Task item
Please find the line that holds "point: sunlit rock" below and reproduce it, along with every line after it through the end, exactly and without pictures.

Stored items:
==========

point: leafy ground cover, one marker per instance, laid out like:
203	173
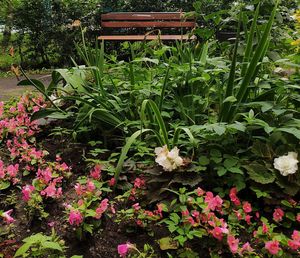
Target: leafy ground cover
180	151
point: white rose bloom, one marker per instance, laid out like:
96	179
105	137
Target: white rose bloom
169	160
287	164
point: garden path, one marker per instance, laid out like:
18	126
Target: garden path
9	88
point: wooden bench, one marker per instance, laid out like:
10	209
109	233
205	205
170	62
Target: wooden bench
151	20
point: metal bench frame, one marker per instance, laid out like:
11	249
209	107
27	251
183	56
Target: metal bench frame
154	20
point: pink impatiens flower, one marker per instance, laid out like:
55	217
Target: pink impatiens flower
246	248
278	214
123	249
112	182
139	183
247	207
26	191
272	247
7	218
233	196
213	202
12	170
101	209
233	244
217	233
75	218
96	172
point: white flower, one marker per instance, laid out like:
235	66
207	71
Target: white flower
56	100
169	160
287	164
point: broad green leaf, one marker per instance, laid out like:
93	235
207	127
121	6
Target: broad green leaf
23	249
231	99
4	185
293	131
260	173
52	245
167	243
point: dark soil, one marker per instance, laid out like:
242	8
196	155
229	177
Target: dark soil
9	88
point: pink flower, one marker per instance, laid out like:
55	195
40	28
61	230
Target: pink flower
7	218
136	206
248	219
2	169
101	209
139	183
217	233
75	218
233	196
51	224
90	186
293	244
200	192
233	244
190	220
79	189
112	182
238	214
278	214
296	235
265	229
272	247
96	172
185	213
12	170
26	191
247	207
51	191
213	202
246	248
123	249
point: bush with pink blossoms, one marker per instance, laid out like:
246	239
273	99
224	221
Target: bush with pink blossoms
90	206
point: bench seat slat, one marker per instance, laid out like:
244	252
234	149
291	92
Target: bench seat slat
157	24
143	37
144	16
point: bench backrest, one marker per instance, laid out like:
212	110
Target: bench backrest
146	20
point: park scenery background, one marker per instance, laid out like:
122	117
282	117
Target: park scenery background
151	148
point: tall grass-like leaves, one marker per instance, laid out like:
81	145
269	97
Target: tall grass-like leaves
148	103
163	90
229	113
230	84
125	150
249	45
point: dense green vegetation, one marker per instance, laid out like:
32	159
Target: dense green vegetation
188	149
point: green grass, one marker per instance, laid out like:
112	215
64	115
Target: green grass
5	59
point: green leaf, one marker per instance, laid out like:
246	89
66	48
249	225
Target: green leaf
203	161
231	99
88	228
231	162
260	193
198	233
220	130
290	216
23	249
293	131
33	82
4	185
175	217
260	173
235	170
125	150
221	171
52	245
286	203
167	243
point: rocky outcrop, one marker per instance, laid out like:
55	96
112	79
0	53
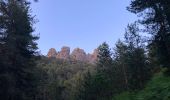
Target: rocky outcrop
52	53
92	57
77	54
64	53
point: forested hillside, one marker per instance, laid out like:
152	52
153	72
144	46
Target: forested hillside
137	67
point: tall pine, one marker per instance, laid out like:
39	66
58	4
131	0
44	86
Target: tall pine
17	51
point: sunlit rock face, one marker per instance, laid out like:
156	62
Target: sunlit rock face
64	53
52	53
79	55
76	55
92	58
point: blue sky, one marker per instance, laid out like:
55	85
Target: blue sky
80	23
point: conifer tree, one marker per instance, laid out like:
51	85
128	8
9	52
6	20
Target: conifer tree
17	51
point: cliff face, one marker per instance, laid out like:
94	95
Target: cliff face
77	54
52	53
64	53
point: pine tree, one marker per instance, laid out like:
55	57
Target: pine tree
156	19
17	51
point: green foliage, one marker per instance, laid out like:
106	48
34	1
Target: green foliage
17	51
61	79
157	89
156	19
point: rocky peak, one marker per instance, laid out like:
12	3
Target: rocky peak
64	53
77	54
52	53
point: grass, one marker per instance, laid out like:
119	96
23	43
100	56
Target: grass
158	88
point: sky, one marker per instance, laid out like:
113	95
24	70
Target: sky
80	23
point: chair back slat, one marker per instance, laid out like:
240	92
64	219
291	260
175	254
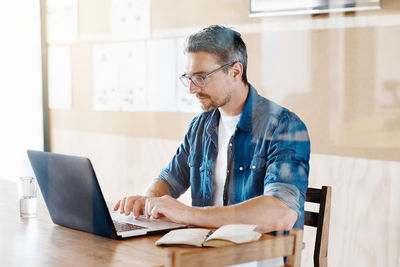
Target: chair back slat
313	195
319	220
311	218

==========

Reply to the task
point: sunlit rock face, one marker per instance, laid out like:
156	62
Target: sunlit rock face
64	53
52	53
79	55
76	55
92	58
point: blue sky, one marker per instance, laid out like:
55	85
Target: blue sky
80	23
point: conifer tree, one marker per instance, laid out like:
51	85
128	8
9	52
6	20
Target: conifer tree
17	51
point: cliff face, one marker per instance, laid out like:
94	95
Target: cliff face
77	54
52	53
64	53
point: pine tree, one marker per instance, laid out like:
55	57
Target: pine tree
156	19
17	51
point: green foliage, one marker per instance, laid out like:
106	48
34	1
Target: green foliage
17	51
61	79
157	89
156	19
point: rocky peak, one marker per instance, laid out like:
12	3
Target: rocky peak
64	53
77	54
52	53
point: grass, one marker per instance, laid out like:
119	96
23	43
100	56
Target: grass
158	88
point: sky, one marker per instance, laid out like:
113	95
24	70
Target: sky
80	23
point: chair back slat, one marker per instance, laid out like:
240	92
64	219
291	260
175	254
Target: chair back slat
313	195
319	220
311	218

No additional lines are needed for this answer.